* Dataset excerpts *

----

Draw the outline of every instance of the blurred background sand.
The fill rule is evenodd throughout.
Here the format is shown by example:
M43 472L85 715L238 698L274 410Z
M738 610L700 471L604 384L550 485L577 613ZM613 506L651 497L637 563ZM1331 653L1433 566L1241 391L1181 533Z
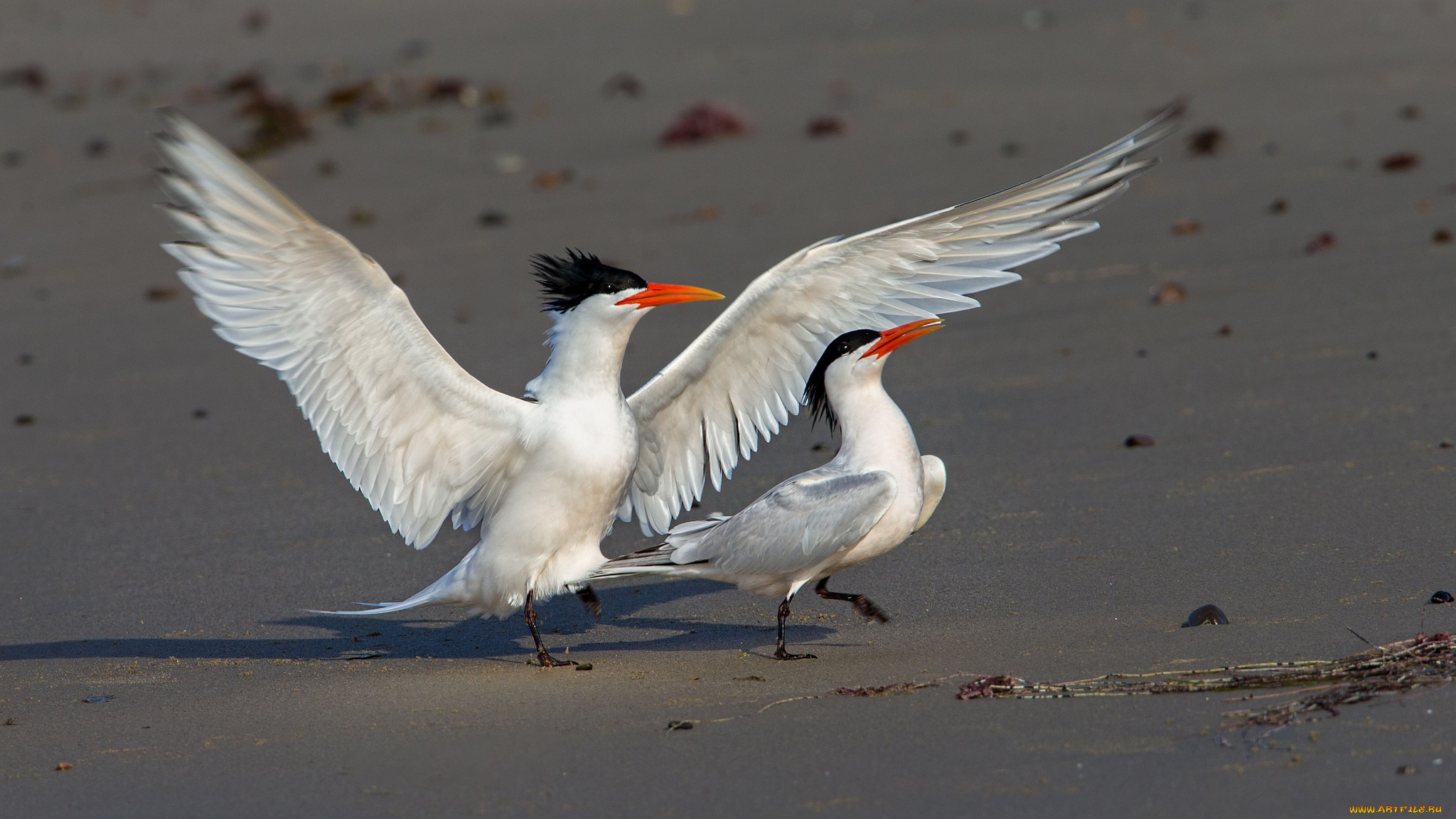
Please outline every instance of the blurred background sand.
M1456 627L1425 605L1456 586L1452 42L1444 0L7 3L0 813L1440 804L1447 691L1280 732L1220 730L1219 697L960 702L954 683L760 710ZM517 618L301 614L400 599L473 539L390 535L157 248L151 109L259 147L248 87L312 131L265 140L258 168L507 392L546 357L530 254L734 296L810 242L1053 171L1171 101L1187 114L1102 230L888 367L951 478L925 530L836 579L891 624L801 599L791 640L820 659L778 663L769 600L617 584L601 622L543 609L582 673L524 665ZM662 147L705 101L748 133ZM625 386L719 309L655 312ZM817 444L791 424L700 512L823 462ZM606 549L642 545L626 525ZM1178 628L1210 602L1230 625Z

----

Give the stretch of the records from the start through the line containing "Please outline every" again, with "blurred background sand" renamed to "out-of-focus beach sand" and everything else unchanged. Leave the pictures out.

Draw the outline of every instance of the out-of-focus beach sand.
The fill rule is evenodd throughout.
Here the format is shown by example:
M43 472L85 715L238 698L274 410Z
M738 610L700 471L604 384L550 485L577 613ZM613 506L651 497L637 563ZM1331 653L1433 566L1241 391L1181 533Z
Please outline every instance of the out-of-focus beach sand.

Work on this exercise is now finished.